Exercise requirements
Print all entries word for word.

Items
* * * * * * *
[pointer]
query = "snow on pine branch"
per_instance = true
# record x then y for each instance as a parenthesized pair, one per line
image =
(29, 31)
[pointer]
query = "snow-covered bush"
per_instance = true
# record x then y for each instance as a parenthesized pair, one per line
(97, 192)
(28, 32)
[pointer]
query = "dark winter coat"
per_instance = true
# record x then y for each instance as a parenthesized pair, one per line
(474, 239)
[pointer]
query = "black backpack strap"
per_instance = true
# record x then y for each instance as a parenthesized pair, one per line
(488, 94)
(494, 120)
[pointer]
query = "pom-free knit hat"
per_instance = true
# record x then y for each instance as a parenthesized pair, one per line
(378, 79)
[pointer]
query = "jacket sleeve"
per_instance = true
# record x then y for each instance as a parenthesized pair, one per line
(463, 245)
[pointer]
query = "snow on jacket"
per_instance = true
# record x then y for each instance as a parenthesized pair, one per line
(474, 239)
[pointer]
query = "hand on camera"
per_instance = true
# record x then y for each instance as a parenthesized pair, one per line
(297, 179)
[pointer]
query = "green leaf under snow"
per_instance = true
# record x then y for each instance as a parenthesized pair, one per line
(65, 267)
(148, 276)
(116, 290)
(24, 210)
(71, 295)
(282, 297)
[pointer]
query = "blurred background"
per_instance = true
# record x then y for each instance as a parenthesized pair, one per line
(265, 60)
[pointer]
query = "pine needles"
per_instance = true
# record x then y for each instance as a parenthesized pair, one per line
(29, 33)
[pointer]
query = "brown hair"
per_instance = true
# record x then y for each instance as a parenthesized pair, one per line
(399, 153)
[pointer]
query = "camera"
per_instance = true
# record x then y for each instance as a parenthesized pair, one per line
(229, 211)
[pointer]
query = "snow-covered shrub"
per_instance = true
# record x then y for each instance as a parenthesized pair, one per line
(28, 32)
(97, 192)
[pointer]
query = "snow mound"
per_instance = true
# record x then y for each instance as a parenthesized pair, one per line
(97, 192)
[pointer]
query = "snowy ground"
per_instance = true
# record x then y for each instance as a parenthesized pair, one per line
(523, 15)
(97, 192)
* * * * * * *
Exercise answer
[pointer]
query = "snow on pine branch"
per_instance = true
# record x then y for each instance as a parenthesized pair, one per line
image =
(29, 31)
[pointer]
query = "snow-covered bush"
per_instance = true
# record x then y for each instance as a parenthesized pair, one per line
(97, 192)
(28, 32)
[pointer]
query = "dark winter coat"
per_instance = true
# record x then y for each instance as a parenthesized pair, one per line
(474, 239)
[pointer]
query = "black backpack strap"
per_instance = true
# record x then y for each instance as a parenthesized pair, one per line
(488, 94)
(494, 120)
[pointer]
query = "pom-free knit hat"
per_instance = true
# record x then y for each instance as a parenthesized pair, one per line
(378, 79)
[pointer]
query = "jacket sleeve"
per_instance = true
# record x then y for each instance as a parenthesized pair, one per line
(463, 245)
[pointer]
query = "snow on jacket"
per_instance = true
# record x then y for each instance as a parenthesized pair, one per line
(474, 239)
[pointer]
query = "hand on camera"
per_instance = true
# record x then y for each instance as a parenthesized pair, one per line
(297, 179)
[pointer]
query = "green leaf under snow"
per_instance = true
# record x then y for each instance as a parenthesized pair, one per line
(65, 267)
(148, 276)
(116, 290)
(24, 210)
(71, 295)
(282, 297)
[pointer]
query = "blurred background"
per_instance = true
# record x then y for each instance as a parenthesized pair, one per line
(265, 60)
[pointer]
query = "pine needles"
per_instance = true
# record x then y for each instance as a parenthesized pair, one per line
(29, 33)
[pointer]
query = "brown hair"
per_instance = true
# record x then y for each instance as a parenthesized pair, one per line
(399, 153)
[pointer]
query = "camera"
per_instance = true
# record x then y for each instance as a parenthesized pair, one per line
(229, 211)
[pointer]
query = "snow-covered shrub"
per_instance = true
# record x then y for each instance as a parenthesized pair, one per line
(28, 32)
(97, 192)
[pointer]
query = "snow mound"
per_instance = true
# record x then y for each instance as a parenthesized pair, one per line
(97, 192)
[pointer]
query = "snowy ground"
per_instance = true
# record x then y for each instance as a parenthesized pair, one per line
(523, 15)
(97, 192)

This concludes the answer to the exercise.